● **Page excerpt**:
Example 5.3[Comparison with the method in Fan et al. (2007)]

For estimating the varying-coefficient partially linear model, the major difference between our method and Fan et al. (2007)’s is that we estimate β using the difference-based technique, plug it into model (2), and estimate α(·) via the local constant regression whereas they estimate β and α(·) simultaneously using the local linear regression and profile-likelihood techniques. Next we use another simulation to study the impact of rough α(·) on these two different estimation schemes. This occurs when there is some structure break or technological innovation that cause the change-point in time.

● **Listed entries**:
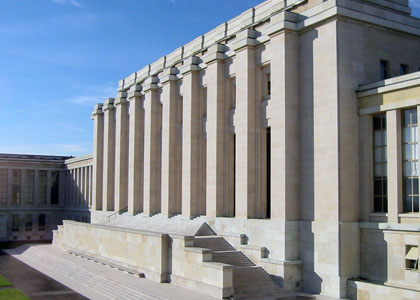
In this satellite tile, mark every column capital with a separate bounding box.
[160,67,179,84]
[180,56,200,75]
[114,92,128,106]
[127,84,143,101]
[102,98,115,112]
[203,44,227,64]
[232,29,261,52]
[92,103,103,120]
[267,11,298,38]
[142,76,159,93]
--
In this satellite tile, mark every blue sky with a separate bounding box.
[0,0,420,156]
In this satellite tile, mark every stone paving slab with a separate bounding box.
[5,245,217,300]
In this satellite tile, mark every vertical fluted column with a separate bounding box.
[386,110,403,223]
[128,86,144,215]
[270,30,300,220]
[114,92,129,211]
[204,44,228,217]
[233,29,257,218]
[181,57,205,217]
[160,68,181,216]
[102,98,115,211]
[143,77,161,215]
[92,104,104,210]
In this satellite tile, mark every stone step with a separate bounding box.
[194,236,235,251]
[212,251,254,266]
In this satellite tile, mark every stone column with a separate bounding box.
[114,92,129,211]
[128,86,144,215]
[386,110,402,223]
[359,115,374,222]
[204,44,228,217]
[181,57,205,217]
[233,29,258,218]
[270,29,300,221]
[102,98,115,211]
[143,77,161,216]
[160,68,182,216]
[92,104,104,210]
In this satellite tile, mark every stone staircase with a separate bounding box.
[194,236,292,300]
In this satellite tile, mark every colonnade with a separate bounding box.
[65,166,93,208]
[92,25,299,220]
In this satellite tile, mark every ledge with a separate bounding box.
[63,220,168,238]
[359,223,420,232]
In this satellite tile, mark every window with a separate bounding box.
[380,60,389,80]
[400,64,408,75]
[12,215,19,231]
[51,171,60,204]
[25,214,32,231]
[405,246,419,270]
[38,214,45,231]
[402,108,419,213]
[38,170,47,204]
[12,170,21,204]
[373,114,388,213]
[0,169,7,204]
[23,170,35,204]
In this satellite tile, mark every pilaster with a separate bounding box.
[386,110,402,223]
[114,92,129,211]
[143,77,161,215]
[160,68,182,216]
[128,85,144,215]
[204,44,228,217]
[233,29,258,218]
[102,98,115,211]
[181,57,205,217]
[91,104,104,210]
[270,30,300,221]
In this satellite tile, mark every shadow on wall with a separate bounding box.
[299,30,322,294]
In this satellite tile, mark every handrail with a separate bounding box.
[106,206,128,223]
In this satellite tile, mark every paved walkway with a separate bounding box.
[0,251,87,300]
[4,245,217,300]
--
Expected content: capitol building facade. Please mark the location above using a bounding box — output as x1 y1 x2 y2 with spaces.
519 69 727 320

● **What the exercise asks**: From the excerpt comparing the method with Fan et al. (2007), restate the part that opens with the words containing "Example 5.3[Comparison with" and closes with "change-point in time.", swapping "simulation" for "numerical experiment".

● **Answer section**:
Example 5.3[Comparison with the method in Fan et al. (2007)]

For estimating the varying-coefficient partially linear model, the major difference between our method and Fan et al. (2007)’s is that we estimate β using the difference-based technique, plug it into model (2), and estimate α(·) via the local constant regression whereas they estimate β and α(·) simultaneously using the local linear regression and profile-likelihood techniques. Next we use another numerical experiment to study the impact of rough α(·) on these two different estimation schemes. This occurs when there is some structure break or technological innovation that cause the change-point in time.